> **THE REQUEST**
Leave out the pictures and print precisely the lines from the line with "mountain peak, written" to the final line of the entries, both ends included.

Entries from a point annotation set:

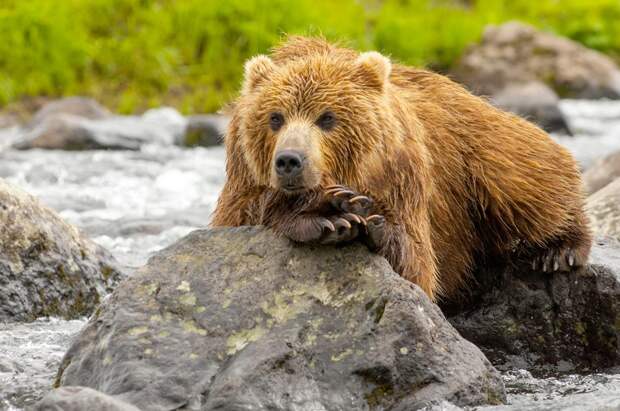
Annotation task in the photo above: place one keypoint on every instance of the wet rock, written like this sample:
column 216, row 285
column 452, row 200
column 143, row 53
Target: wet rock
column 515, row 53
column 547, row 322
column 46, row 267
column 238, row 319
column 604, row 210
column 534, row 101
column 602, row 172
column 80, row 399
column 8, row 120
column 75, row 106
column 575, row 402
column 69, row 132
column 204, row 130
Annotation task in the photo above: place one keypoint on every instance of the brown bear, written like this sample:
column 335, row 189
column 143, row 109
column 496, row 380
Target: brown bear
column 328, row 145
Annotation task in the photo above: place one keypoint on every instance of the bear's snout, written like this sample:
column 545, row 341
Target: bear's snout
column 289, row 165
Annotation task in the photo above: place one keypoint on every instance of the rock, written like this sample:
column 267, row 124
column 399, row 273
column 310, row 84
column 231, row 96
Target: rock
column 46, row 267
column 602, row 172
column 238, row 319
column 80, row 399
column 558, row 322
column 75, row 106
column 204, row 130
column 534, row 101
column 8, row 120
column 69, row 132
column 593, row 401
column 604, row 210
column 516, row 53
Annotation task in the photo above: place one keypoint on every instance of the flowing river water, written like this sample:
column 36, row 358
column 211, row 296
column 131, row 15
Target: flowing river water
column 137, row 202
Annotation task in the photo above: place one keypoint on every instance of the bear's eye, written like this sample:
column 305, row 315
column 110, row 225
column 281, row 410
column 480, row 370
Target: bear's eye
column 327, row 121
column 276, row 120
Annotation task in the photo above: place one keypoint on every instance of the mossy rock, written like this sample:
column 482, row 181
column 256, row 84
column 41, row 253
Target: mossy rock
column 47, row 267
column 239, row 319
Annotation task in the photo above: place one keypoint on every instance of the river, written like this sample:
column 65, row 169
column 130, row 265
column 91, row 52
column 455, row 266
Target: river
column 136, row 202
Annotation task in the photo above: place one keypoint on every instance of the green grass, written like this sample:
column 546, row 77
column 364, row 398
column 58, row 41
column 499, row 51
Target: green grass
column 135, row 54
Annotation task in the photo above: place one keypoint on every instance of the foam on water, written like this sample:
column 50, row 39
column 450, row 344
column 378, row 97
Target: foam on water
column 135, row 203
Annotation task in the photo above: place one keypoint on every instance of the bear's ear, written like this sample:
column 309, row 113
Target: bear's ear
column 257, row 70
column 374, row 69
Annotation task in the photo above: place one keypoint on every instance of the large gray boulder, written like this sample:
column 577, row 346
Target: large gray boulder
column 604, row 210
column 592, row 401
column 77, row 106
column 515, row 53
column 47, row 268
column 534, row 101
column 547, row 322
column 239, row 319
column 204, row 130
column 81, row 399
column 602, row 172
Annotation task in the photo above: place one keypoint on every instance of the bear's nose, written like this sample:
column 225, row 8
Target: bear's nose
column 289, row 163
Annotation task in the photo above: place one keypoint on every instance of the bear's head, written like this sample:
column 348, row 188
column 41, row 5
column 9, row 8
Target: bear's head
column 315, row 119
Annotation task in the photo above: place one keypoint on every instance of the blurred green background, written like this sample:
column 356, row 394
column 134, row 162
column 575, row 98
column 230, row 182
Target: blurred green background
column 135, row 54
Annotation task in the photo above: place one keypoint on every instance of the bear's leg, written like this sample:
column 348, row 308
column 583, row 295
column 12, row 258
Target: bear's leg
column 570, row 250
column 311, row 228
column 412, row 258
column 350, row 202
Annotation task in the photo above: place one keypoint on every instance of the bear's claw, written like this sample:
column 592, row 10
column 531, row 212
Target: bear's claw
column 346, row 229
column 556, row 259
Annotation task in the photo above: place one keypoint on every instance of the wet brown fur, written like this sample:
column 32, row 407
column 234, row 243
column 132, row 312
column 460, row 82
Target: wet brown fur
column 455, row 177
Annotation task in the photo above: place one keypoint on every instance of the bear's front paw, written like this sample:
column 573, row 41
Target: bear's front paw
column 562, row 258
column 346, row 227
column 348, row 201
column 332, row 229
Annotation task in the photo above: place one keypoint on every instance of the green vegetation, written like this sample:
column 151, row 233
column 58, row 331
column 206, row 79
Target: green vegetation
column 133, row 54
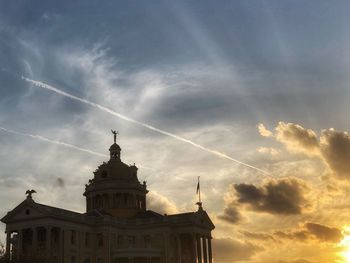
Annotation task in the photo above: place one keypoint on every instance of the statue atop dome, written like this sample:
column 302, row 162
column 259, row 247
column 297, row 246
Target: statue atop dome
column 115, row 133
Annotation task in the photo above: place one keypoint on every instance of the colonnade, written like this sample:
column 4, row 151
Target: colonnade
column 34, row 242
column 203, row 249
column 116, row 200
column 198, row 248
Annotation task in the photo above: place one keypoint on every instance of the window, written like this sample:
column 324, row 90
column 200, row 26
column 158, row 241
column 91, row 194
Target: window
column 73, row 237
column 120, row 241
column 100, row 240
column 87, row 239
column 147, row 240
column 131, row 241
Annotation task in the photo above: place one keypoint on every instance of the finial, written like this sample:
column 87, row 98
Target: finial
column 200, row 208
column 29, row 193
column 115, row 133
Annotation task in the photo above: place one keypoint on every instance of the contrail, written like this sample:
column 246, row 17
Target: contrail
column 121, row 116
column 45, row 139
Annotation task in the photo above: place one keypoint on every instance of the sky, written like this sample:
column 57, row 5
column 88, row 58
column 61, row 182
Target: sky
column 252, row 96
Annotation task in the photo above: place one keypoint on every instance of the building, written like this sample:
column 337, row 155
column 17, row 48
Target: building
column 116, row 227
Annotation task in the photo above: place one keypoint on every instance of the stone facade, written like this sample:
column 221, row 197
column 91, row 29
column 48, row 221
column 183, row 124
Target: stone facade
column 116, row 227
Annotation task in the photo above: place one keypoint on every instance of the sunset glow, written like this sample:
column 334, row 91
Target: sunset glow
column 250, row 96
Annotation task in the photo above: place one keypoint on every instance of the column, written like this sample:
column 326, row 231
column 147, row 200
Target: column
column 166, row 247
column 48, row 242
column 178, row 239
column 20, row 244
column 205, row 252
column 209, row 250
column 199, row 249
column 61, row 254
column 35, row 240
column 8, row 245
column 194, row 248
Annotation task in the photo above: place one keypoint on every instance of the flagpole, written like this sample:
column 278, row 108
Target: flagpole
column 199, row 191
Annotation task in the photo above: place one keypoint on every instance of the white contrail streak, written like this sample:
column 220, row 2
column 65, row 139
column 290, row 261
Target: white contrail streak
column 121, row 116
column 45, row 139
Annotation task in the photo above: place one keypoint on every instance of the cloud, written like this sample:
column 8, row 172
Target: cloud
column 296, row 138
column 60, row 182
column 231, row 214
column 335, row 149
column 228, row 250
column 264, row 131
column 324, row 233
column 309, row 231
column 160, row 203
column 268, row 150
column 258, row 236
column 283, row 196
column 295, row 261
column 332, row 147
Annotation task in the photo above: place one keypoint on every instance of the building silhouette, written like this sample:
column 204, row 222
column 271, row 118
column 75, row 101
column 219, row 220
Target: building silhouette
column 116, row 227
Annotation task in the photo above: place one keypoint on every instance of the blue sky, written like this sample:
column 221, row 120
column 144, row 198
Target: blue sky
column 207, row 71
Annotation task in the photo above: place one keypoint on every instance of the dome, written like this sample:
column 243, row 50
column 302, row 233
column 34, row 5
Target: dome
column 114, row 147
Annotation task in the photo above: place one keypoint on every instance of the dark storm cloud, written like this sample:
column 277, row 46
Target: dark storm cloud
column 230, row 250
column 332, row 146
column 231, row 214
column 335, row 149
column 284, row 196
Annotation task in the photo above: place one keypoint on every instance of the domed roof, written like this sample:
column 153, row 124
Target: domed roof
column 114, row 147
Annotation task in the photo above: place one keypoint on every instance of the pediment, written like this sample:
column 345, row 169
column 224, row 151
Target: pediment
column 26, row 210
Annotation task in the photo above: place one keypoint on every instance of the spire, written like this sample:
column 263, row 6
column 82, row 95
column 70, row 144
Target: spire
column 198, row 192
column 115, row 148
column 115, row 133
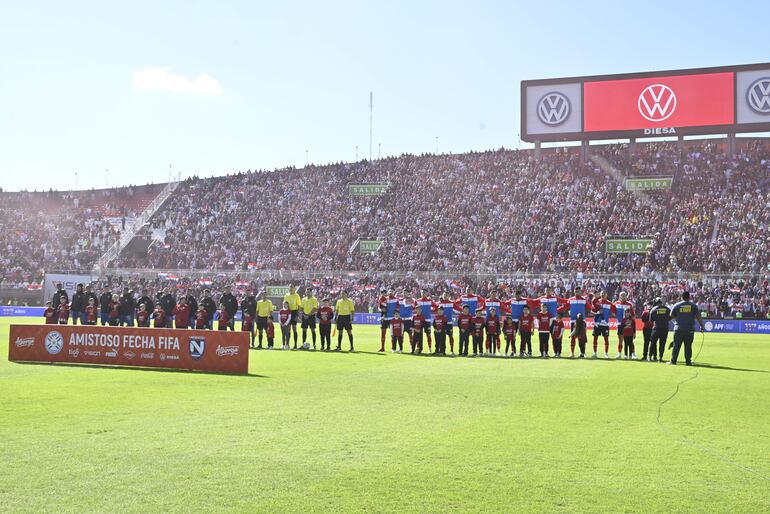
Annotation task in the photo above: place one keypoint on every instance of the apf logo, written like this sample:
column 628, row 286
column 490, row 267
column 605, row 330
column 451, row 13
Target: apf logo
column 656, row 102
column 758, row 96
column 54, row 342
column 197, row 347
column 553, row 109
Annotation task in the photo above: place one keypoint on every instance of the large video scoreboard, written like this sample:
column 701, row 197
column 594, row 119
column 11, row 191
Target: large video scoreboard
column 727, row 99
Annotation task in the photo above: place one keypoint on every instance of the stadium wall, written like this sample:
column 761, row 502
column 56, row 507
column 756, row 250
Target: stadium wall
column 733, row 326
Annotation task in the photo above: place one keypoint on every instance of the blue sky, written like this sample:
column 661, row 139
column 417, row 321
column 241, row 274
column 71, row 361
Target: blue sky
column 90, row 86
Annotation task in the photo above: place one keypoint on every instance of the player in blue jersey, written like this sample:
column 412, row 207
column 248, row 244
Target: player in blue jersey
column 425, row 306
column 579, row 305
column 619, row 308
column 602, row 310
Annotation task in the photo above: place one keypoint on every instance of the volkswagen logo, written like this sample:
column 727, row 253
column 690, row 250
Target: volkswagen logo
column 657, row 102
column 553, row 109
column 758, row 96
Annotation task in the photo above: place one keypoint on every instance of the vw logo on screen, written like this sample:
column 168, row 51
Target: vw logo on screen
column 758, row 96
column 553, row 109
column 657, row 102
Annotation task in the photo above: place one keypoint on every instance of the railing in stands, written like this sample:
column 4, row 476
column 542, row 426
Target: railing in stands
column 128, row 234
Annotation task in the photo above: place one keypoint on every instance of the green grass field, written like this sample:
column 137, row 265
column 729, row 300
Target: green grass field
column 367, row 432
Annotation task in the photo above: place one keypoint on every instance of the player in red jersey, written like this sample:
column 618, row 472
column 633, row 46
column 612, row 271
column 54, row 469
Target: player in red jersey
column 464, row 323
column 91, row 312
column 159, row 316
column 440, row 327
column 181, row 314
column 224, row 318
column 142, row 317
column 557, row 331
column 63, row 310
column 418, row 327
column 509, row 331
column 493, row 332
column 628, row 329
column 248, row 326
column 477, row 325
column 50, row 314
column 544, row 322
column 325, row 317
column 396, row 333
column 526, row 326
column 201, row 318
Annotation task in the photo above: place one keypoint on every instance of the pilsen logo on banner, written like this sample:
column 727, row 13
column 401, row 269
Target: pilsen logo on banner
column 129, row 346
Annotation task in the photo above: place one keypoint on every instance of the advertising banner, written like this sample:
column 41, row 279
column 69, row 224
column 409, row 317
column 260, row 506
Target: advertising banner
column 370, row 246
column 648, row 183
column 368, row 189
column 652, row 102
column 203, row 350
column 619, row 245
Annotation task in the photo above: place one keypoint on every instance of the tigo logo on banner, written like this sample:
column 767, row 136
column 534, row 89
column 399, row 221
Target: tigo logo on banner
column 657, row 102
column 197, row 347
column 553, row 109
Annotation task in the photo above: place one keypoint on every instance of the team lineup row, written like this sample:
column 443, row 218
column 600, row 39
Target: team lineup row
column 480, row 320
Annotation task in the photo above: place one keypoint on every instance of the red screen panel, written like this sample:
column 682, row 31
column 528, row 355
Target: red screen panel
column 653, row 102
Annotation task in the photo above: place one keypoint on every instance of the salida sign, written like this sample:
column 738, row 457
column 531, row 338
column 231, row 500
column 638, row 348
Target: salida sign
column 203, row 350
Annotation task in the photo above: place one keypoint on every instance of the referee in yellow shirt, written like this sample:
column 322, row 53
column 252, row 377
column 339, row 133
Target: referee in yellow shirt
column 309, row 308
column 264, row 311
column 294, row 301
column 344, row 310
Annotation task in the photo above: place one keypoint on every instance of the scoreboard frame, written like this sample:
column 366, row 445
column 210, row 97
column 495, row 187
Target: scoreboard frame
column 580, row 134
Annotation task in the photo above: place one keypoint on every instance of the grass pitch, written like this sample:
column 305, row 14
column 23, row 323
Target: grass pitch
column 367, row 432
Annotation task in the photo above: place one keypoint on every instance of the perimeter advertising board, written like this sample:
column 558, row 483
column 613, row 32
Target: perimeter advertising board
column 204, row 350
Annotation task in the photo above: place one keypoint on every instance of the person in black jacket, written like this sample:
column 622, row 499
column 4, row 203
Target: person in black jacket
column 167, row 303
column 207, row 302
column 147, row 301
column 90, row 294
column 104, row 304
column 231, row 306
column 127, row 308
column 60, row 292
column 249, row 305
column 78, row 305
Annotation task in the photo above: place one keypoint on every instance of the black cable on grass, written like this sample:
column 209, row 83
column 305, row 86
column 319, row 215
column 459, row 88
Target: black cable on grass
column 697, row 446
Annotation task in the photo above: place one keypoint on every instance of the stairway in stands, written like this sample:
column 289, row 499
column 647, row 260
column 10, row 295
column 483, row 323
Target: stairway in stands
column 131, row 230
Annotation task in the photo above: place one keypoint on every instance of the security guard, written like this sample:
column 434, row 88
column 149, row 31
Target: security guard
column 344, row 310
column 660, row 316
column 309, row 308
column 294, row 301
column 684, row 315
column 264, row 311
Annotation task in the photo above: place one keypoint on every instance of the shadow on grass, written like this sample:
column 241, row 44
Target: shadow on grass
column 138, row 368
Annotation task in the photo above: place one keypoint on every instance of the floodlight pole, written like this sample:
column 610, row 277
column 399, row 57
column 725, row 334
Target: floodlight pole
column 371, row 112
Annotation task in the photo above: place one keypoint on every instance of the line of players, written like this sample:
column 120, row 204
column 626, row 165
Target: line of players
column 483, row 321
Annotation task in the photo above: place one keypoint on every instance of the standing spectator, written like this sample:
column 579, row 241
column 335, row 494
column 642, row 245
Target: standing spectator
column 168, row 304
column 104, row 302
column 58, row 295
column 231, row 306
column 127, row 308
column 147, row 301
column 209, row 306
column 77, row 308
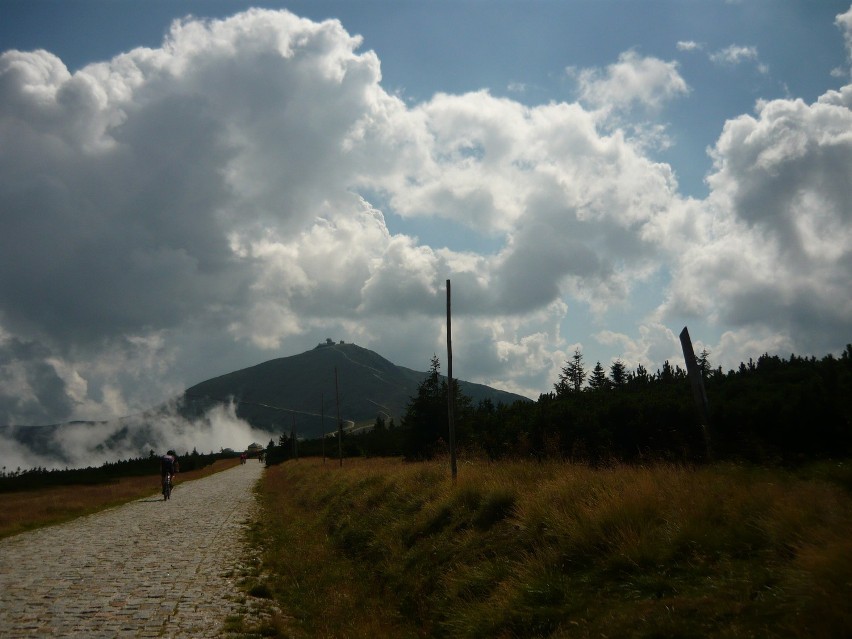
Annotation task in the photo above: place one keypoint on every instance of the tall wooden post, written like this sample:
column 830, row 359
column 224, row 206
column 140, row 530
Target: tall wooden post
column 339, row 423
column 698, row 392
column 293, row 435
column 322, row 418
column 450, row 393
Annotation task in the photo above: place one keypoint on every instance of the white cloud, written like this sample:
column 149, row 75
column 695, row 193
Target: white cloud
column 221, row 193
column 777, row 258
column 633, row 80
column 734, row 54
column 844, row 23
column 688, row 45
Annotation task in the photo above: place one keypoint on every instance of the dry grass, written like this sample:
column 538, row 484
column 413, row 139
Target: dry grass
column 383, row 548
column 26, row 510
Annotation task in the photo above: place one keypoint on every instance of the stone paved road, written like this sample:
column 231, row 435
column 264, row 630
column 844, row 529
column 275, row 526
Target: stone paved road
column 146, row 569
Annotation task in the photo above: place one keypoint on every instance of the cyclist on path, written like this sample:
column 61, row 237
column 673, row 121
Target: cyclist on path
column 169, row 466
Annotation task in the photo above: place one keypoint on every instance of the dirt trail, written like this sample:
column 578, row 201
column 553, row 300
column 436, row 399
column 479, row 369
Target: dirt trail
column 146, row 569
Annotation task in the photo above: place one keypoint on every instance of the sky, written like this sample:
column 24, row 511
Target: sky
column 188, row 188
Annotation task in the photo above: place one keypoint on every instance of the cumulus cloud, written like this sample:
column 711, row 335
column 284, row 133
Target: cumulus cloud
column 229, row 192
column 734, row 54
column 778, row 255
column 633, row 80
column 844, row 23
column 81, row 444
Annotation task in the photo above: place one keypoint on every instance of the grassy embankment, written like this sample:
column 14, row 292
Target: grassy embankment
column 25, row 510
column 380, row 548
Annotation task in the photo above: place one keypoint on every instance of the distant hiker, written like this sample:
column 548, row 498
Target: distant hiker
column 169, row 466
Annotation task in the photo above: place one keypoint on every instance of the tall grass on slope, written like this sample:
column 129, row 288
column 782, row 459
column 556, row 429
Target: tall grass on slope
column 383, row 548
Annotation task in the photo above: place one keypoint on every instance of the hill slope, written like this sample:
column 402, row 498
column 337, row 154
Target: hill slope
column 299, row 391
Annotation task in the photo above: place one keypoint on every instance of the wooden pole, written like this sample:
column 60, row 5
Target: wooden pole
column 339, row 423
column 698, row 392
column 293, row 435
column 450, row 393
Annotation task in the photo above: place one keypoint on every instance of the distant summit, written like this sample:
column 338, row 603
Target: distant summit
column 299, row 391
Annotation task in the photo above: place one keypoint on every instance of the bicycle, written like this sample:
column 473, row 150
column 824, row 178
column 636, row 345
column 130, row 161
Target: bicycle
column 167, row 486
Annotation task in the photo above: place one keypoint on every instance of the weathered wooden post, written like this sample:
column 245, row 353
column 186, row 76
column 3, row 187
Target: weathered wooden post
column 698, row 392
column 322, row 418
column 339, row 423
column 450, row 393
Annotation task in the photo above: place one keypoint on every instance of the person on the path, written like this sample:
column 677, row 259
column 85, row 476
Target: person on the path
column 169, row 466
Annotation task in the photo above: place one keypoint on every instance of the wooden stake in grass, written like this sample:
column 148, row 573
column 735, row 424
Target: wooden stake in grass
column 450, row 393
column 698, row 392
column 339, row 423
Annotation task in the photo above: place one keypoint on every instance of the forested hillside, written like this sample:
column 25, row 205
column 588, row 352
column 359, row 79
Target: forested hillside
column 772, row 410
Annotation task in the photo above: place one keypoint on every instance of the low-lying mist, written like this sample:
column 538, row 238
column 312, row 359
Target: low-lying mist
column 82, row 444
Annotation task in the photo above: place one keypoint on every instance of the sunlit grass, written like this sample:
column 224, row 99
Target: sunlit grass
column 384, row 548
column 26, row 510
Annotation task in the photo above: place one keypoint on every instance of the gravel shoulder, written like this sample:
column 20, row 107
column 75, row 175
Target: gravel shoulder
column 149, row 568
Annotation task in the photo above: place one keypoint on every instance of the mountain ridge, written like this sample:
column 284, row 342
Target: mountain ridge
column 299, row 392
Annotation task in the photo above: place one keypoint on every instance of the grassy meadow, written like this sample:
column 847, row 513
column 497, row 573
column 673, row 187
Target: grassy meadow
column 25, row 510
column 382, row 548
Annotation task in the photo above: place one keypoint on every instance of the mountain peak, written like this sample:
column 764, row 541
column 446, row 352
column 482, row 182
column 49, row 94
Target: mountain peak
column 302, row 391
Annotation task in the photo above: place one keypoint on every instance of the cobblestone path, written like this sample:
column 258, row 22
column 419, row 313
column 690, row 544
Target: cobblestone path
column 146, row 569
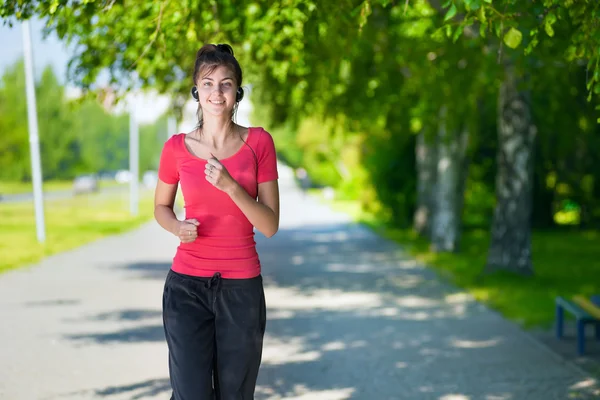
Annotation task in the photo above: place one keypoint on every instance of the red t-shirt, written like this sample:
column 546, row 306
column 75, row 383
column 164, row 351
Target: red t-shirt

> **ANSWER**
Annotation task in the photo above: place one keypoint on every instance of the mountain peak, written like this sample:
column 764, row 541
column 446, row 352
column 482, row 182
column 49, row 94
Target: mountain peak
column 302, row 391
Annotation task in the photo above: place one keypoint on every instance of the cobblestone path, written like this sample:
column 258, row 22
column 419, row 313
column 690, row 544
Target: cobblestone path
column 146, row 569
Annotation task in the photo above: place one keypoint on every instance of the red t-shirt, written like this sample:
column 546, row 306
column 75, row 383
column 164, row 351
Target: red t-shirt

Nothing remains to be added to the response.